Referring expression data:
========================================

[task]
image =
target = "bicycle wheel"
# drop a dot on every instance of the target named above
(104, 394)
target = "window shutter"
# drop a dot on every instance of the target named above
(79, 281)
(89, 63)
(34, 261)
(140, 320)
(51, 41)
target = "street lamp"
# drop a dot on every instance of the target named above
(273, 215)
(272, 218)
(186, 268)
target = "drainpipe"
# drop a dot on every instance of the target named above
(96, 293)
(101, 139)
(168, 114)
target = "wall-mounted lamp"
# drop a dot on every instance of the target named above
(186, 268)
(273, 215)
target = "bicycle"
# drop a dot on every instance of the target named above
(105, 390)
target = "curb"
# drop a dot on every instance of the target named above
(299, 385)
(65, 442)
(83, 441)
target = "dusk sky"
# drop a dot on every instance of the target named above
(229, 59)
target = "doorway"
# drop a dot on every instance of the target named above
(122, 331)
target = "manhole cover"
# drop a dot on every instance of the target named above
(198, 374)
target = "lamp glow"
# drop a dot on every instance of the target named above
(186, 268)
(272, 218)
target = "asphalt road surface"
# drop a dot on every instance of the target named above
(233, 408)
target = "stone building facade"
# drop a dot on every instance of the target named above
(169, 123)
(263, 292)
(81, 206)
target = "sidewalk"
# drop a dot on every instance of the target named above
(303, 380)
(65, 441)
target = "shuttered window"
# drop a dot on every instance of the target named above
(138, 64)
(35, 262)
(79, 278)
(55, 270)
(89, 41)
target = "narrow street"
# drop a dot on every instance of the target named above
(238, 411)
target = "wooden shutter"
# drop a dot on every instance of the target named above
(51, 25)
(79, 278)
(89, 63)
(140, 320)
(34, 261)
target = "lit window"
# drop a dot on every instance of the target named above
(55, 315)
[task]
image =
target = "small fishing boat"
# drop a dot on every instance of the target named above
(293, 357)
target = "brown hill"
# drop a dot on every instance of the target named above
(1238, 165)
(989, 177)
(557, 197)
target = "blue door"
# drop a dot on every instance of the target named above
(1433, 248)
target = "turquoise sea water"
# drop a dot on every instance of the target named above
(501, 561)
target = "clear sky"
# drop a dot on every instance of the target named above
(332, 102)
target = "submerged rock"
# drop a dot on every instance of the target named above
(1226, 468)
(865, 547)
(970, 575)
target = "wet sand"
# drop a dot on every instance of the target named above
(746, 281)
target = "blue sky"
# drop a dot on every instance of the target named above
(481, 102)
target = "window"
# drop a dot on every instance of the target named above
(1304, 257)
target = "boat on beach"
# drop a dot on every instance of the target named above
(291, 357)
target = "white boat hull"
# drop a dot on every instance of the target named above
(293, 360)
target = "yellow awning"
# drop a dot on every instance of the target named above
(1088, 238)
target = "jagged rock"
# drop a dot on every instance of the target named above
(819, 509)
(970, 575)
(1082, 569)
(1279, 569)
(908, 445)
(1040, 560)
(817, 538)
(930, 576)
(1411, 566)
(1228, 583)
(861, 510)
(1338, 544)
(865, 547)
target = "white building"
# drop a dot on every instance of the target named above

========================================

§ **Aim of the exercise**
Copy out every line of the data in which the word "window" is found.

§ **Task answer**
target = "window shutter"
target = "shuttered window"
target = "lit window"
target = "window"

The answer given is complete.